> _Instructions for the task_:
Rewrite the items from the line with "Where can the smiling" to the line with "column 254, row 184", changing "smiling" to "laughing" and leaving everything else as it is.

-- Start Data entries --

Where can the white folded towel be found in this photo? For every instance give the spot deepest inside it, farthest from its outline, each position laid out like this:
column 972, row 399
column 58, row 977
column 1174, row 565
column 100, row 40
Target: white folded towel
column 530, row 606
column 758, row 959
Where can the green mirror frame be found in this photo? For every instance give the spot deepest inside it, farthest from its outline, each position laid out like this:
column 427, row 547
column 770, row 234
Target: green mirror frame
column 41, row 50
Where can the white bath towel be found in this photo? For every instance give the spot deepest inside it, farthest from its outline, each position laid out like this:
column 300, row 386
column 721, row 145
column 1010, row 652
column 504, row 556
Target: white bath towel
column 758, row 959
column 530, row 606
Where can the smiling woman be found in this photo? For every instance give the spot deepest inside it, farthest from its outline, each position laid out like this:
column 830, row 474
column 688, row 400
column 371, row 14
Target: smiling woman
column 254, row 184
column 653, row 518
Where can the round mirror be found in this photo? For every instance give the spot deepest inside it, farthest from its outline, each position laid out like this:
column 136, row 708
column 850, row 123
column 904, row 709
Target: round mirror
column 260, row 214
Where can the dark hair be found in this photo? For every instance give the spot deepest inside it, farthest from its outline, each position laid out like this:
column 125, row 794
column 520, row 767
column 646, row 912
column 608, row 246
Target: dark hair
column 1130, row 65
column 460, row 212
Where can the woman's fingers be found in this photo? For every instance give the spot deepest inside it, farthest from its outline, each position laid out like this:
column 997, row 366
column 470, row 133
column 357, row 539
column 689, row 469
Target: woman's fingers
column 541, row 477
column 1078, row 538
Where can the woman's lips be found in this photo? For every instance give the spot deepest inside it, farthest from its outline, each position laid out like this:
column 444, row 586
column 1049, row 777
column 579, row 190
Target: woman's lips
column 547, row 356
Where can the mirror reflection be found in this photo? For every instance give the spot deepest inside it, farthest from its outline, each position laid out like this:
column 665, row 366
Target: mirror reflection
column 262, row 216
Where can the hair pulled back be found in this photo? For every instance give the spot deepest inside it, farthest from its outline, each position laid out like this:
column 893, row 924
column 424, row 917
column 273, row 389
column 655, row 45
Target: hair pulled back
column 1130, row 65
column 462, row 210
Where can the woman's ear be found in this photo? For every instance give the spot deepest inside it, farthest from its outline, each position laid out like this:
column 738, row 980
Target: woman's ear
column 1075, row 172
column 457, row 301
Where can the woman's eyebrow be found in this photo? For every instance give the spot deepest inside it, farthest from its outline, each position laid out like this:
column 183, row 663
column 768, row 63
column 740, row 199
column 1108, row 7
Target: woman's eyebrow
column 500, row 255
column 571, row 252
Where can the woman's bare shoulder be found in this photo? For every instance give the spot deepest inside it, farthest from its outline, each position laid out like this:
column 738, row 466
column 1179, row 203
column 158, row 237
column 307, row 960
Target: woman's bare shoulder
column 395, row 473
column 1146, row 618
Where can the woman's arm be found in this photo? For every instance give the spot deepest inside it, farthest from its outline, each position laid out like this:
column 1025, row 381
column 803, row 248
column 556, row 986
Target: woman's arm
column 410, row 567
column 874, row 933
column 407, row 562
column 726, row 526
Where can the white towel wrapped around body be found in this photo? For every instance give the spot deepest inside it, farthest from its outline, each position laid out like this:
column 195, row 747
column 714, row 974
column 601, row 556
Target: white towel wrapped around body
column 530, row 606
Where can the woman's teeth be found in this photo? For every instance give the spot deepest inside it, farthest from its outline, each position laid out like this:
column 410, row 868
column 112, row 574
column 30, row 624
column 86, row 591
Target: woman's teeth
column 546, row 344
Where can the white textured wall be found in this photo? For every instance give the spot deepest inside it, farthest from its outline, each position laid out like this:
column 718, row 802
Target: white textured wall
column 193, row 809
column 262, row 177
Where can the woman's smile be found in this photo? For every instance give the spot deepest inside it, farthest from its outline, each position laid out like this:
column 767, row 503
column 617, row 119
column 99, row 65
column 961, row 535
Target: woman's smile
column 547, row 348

-- End Data entries --

> _Exercise output_:
Where can the laughing woman be found in this photo? For every instance give the spot deepest inside it, farthest from its outline, each position laid out like this:
column 830, row 474
column 688, row 400
column 371, row 14
Target: laughing woman
column 254, row 184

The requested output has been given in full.